● TEXT
Erasmus Elsner 23:50 
So I’m so fascinated about this, you know, there’s a theory of the firm. And I think you’re not only challenging how software is developed, but at the same time, you’re challenging how an organization can be run, for example, today, when I tried to find out about the shadow programs, you will shatter them, I could find it in the handbook. Yeah, it’s it’s so amazing to have a company like laying out every like granular steps of how it works and operates. So maybe let’s move on a little bit to the product. Let’s start with the basics of the product. I think you mentioned ones, which I think was really interesting in comparing it to GitHub, you mentioned that GitHub is in many ways closed source software used for open source projects while Gitlab is open source, but it is often used to develop proprietary software. Was this always the plan or did this sort of evolve over time in terms of the product?

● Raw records

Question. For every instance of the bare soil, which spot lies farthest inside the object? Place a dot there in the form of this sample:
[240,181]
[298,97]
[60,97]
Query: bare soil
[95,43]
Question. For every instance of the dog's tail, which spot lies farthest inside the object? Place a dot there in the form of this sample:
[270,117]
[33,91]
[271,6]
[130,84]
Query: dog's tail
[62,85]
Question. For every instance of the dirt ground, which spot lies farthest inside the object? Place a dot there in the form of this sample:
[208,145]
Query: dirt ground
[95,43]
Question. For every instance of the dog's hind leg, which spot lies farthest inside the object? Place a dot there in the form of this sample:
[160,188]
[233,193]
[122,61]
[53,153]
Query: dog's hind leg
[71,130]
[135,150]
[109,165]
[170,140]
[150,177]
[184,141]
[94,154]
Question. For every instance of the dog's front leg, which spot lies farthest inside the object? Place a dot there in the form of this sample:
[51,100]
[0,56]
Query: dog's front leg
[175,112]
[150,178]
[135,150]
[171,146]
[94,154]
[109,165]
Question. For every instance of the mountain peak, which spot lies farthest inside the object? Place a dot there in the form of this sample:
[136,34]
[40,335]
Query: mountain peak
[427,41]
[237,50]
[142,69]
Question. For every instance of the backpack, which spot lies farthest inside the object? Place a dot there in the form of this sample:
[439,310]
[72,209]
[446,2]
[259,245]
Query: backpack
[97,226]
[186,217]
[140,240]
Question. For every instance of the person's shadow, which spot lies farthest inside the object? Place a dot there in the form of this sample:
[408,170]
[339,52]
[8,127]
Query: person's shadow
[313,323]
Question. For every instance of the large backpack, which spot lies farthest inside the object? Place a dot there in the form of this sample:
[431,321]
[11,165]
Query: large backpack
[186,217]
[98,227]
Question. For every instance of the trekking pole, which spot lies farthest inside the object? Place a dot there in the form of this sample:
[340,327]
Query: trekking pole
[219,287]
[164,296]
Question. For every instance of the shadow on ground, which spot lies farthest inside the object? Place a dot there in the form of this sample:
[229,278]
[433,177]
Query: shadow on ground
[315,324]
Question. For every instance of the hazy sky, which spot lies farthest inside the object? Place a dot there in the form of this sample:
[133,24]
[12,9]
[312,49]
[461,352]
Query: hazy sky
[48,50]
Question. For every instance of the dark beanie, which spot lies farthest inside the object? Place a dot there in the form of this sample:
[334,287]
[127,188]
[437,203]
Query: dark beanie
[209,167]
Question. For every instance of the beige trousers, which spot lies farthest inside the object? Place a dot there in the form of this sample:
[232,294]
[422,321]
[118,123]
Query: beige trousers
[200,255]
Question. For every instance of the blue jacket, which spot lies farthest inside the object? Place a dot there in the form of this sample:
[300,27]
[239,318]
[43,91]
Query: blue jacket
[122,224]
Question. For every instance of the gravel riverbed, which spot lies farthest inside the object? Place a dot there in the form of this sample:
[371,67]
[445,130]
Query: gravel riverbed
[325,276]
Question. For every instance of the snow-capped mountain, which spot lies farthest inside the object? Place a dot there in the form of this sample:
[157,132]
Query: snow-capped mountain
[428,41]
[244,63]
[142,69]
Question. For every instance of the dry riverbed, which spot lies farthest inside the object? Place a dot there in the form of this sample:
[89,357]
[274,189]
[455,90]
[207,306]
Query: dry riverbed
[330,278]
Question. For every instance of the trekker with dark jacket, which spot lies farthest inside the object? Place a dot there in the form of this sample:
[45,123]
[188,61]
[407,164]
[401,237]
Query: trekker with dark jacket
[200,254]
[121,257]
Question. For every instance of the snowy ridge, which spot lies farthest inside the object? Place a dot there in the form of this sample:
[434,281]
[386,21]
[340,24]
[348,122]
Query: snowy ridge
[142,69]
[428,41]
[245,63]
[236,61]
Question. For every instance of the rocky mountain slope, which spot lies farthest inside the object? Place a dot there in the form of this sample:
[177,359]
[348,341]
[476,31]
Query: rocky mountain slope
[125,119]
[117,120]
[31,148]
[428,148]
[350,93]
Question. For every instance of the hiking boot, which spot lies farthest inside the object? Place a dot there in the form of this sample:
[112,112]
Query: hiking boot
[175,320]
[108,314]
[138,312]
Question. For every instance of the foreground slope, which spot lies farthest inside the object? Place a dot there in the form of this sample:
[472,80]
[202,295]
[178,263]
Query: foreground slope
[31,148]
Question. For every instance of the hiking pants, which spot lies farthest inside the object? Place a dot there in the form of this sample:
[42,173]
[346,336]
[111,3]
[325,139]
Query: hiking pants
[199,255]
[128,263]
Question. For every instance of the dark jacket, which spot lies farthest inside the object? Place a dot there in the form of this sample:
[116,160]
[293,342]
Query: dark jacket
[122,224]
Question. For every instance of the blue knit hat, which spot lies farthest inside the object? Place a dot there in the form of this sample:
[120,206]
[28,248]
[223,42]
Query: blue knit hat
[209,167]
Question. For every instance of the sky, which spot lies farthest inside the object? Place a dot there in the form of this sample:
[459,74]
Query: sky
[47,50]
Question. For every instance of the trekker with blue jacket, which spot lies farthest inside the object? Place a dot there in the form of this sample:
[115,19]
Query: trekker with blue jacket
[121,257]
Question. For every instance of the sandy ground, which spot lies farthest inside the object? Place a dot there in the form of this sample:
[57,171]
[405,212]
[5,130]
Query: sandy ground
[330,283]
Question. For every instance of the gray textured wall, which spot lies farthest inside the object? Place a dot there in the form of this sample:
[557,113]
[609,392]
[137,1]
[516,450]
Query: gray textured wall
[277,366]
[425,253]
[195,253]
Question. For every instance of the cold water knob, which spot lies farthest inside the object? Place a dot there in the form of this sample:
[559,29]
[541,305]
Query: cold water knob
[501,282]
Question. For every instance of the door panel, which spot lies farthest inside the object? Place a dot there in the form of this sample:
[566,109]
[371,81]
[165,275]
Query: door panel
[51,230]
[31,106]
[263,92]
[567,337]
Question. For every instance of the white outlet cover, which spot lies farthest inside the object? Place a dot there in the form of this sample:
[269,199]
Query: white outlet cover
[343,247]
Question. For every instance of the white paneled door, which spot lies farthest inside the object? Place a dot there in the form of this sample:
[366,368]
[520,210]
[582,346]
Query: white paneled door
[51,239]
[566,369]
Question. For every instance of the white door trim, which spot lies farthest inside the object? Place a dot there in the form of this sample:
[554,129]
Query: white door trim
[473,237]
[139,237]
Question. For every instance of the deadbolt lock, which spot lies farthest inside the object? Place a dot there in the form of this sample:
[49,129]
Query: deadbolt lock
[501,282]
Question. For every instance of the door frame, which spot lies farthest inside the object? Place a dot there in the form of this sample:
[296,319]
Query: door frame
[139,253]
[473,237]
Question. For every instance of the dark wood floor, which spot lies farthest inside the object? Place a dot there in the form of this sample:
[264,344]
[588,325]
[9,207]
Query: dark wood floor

● WHAT YOU WILL DO
Pick up the interview transcript on GitLab and extend it past its last line.

● RESULT FOR THIS EXERCISE
Sid Sijbrandij 24:43 
Yeah, I think what happened is that GitHub had a focus on hosting open source projects. It was something the founders were very proud and Dimitri was working at a consultancy and and he was focusing on his own use case, From then on, most of the people starting to use Gitlab were using it in kind of an enterprise setting. So we focused on that enterprise use case. And what’s happening now is that companies are switching from kind of agile development to DevOps, where development and operations are integrated. They all found that they need like 1520 different applications to do that. And they all picked their preferred point solutions, and then try to integrate all of them into their homegrown DevOps platform. And what they’re finding is that they don’t have enough visibility across the entire pipeline. And this is all the way from planning what you’re going to do, writing to code to securing that monitoring that the packaging, everything else. And get lab is coming in as a single application that can replace that homegrown solution. And people are finding that their cycle time is greatly reduced, they can go much faster from deciding what to do, to delivering it to users measuring the response and then having input for the next iteration. The we kind of got lucky that the enterprise market in that sense was underserved. And it wasn’t intuitive to us that a single application would be better it took someone in the company Camille to stand up and say that and us Giving that a try and finding out it was really bad.

Erasmus Elsner 26:29 
Today, you have a broad range of products competing with the likes of JIRA, J frog artifactory. I think in the beginning, it was just source control. And then I think the first additional feature you made was was the CI, now you have like all kinds of features, including security, monitoring, the whole DevOps sites, as you said, I had Joseph Jackson program a couple of weeks ago. And I think you had a discussion with him once where you basically talked about the value capture of open source projects. And given that you have so much surface of the product, you can afford in a way to capture minimum value. Whereas if you if you were focusing on just one tiny problem set, you would have to basically capture much more value to get to profitability. So maybe talk a little bit about this, how this expanded, the product range expanded and how you think about this value capture and commercial open source software in general.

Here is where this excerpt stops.